Problem details >>
Drop the pictures, then repeat every record exactly as it stands.

==================================================

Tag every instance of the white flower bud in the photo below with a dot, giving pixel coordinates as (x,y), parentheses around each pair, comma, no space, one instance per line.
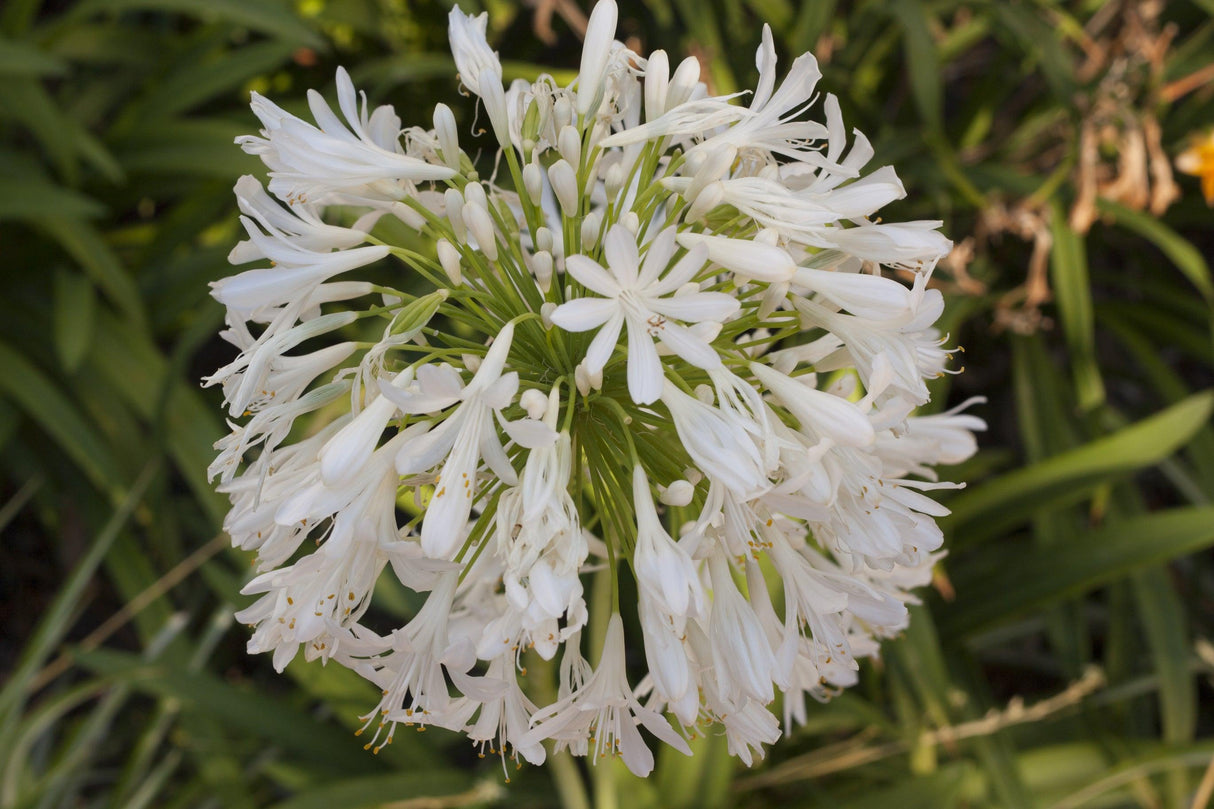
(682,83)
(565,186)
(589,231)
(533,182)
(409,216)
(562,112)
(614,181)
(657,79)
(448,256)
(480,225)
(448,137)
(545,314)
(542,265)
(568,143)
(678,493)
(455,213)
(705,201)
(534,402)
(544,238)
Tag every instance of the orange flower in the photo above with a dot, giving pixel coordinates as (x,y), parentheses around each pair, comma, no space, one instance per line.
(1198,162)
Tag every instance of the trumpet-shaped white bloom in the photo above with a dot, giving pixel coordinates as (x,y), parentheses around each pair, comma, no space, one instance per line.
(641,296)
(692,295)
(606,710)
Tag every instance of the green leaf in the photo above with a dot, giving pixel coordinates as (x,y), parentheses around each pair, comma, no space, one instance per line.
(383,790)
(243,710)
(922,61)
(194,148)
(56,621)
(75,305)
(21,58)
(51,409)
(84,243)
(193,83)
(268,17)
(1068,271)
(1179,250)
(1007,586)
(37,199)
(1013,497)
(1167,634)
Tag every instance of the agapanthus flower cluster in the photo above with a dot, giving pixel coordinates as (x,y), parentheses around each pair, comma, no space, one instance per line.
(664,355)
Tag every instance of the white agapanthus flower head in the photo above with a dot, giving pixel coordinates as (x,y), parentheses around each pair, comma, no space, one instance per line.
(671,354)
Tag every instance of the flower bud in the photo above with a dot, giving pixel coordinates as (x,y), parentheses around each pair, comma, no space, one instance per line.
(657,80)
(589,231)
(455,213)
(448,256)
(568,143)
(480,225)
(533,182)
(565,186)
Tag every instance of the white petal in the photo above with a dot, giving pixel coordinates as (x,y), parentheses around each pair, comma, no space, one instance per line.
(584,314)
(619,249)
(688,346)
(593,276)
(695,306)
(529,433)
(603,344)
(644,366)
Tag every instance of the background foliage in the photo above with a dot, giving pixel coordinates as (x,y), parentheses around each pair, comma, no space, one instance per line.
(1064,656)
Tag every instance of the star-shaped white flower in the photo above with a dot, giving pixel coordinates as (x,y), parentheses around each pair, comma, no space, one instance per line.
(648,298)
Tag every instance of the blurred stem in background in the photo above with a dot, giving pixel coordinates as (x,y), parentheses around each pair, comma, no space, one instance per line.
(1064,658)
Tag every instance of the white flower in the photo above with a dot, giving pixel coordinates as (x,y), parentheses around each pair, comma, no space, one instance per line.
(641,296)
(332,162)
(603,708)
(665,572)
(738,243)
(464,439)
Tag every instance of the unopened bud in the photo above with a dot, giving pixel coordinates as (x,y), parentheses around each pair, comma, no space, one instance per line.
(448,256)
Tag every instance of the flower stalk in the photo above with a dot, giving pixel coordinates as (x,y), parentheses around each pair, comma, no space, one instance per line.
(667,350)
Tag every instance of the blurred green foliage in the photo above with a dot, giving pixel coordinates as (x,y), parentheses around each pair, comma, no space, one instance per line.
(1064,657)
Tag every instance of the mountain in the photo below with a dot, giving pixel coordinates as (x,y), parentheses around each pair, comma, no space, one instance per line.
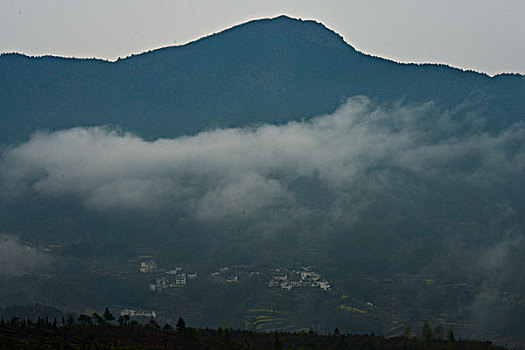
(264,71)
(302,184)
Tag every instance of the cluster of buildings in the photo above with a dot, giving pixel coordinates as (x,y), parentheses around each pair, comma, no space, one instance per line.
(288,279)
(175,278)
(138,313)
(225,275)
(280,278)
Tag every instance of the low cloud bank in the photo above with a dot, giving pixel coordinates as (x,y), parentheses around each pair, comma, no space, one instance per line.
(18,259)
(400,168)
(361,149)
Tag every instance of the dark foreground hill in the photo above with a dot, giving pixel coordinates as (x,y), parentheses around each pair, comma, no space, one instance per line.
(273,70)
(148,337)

==================================================

Answer for this exercise >>
Tag every instance of the white flower bud in the photo below with a dot, giving pixel coordinates as (x,y), parentheses around each pair, comma, no space, one instance per line.
(682,83)
(565,186)
(589,231)
(533,182)
(409,216)
(562,112)
(614,181)
(657,79)
(448,256)
(480,225)
(448,137)
(545,314)
(542,265)
(568,143)
(678,493)
(455,213)
(705,201)
(534,402)
(544,238)
Tag every instance of the orange flower in the photo above with a dot, giving pixel coordinates as (x,y), parentheses around each pair, comma, no space, one instance per line.
(1198,162)
Tag every instance of the trumpet-shaped white bloom in the photo above with a dot, giving pixel coordinates as (x,y), parentheses around each pair, comma, no space, one instance per line.
(641,296)
(692,295)
(606,710)
Tag every instance of the green leaf in the photo above with a dot, giving pixel coordinates as (x,y), parentheses around each pair, comma, no space, one instance per line.
(383,790)
(243,710)
(922,61)
(194,148)
(56,621)
(75,305)
(21,58)
(51,409)
(84,243)
(193,83)
(268,17)
(1068,271)
(1179,250)
(1007,586)
(37,199)
(1013,497)
(1167,634)
Tag every instance of the agapanthus flower cluster in the photo above with a dot, giving pixel coordinates as (x,y), parentheses around each pair, comma, no space, one instance per line.
(664,355)
Tag every instance of the white agapanthus flower head in the photo above with a dot, giving pixel coordinates as (x,y), parentheses around each pair, comma, no space, one instance per line.
(671,354)
Tag every instance of the flower bud in the photo above with a dot, giving pixel coordinates as (x,y), parentheses around each pair, comma, no space, one instance per line.
(657,80)
(589,231)
(455,213)
(448,256)
(568,143)
(480,225)
(533,182)
(565,186)
Tag every instance of the white petal in the photo above with a dot, giving pixel coordinates as (x,y), parentheses around each pair, comma, no space, one instance per line.
(584,314)
(619,249)
(688,346)
(593,276)
(695,306)
(529,433)
(603,344)
(644,366)
Tag every instance of the background foliage in the photo above with a dot, giving pixel coordinates as (x,y), parentheses around each pair, comma, no space, one instance per line.
(1064,656)
Tag every instance of the star-shaped white flower in the photo above with a dot, giving pixel coordinates as (x,y), parentheses around each pair, comma, no space, one instance per line.
(648,298)
Tag every instance of the blurred stem in background in the photo above with a dot, giving pixel coordinates as (x,y), parentheses around each pair, comma, no space, one instance per line.
(1064,658)
Tag every instance of the white flower in the photo above with a dot, giving pixel coordinates as (x,y), parentheses around each pair, comma, no space, one instance per line.
(641,296)
(332,162)
(603,708)
(665,572)
(738,243)
(464,439)
Tag every instance of the unopened bud in the photo above with a dot, giving pixel coordinates as (x,y), parentheses around each pair, comma, no space, one instance per line.
(448,256)
Tag every instance of the flower stalk in the photo above with a dot, giving pixel coordinates as (x,y), parentheses around each pair, comma, no space, one instance per line.
(667,350)
Tag every instance of the blurred green foliage in the photo above with a dot, giving pixel coordinates as (x,y), parentheses around each pair, comma, no space, one instance per line.
(1064,657)
Tag every instance of the mountain in the photo below with a dot, giving pixel coordinates as (x,y), parentheses around each pair, comma, no space, one instance per line.
(264,71)
(302,184)
Tag every instance of the cluster of buildings in the photo above with a dot, giving pixel coordinates as (x,y), parentheses around each pair, comma, no space, one instance per line.
(288,279)
(175,278)
(138,313)
(225,275)
(280,278)
Tag every instance of the low cloud bank in the photo above with a dot, giving pixel coordinates as (x,y), parentheses around each pair, comma, no space, one instance per line.
(18,259)
(400,168)
(361,149)
Tag every instance of the dark foreground hill in the photo above with a dot, giving pixel coordinates as (x,y), parentheses around each pair, comma, no space, one instance per line.
(273,70)
(148,337)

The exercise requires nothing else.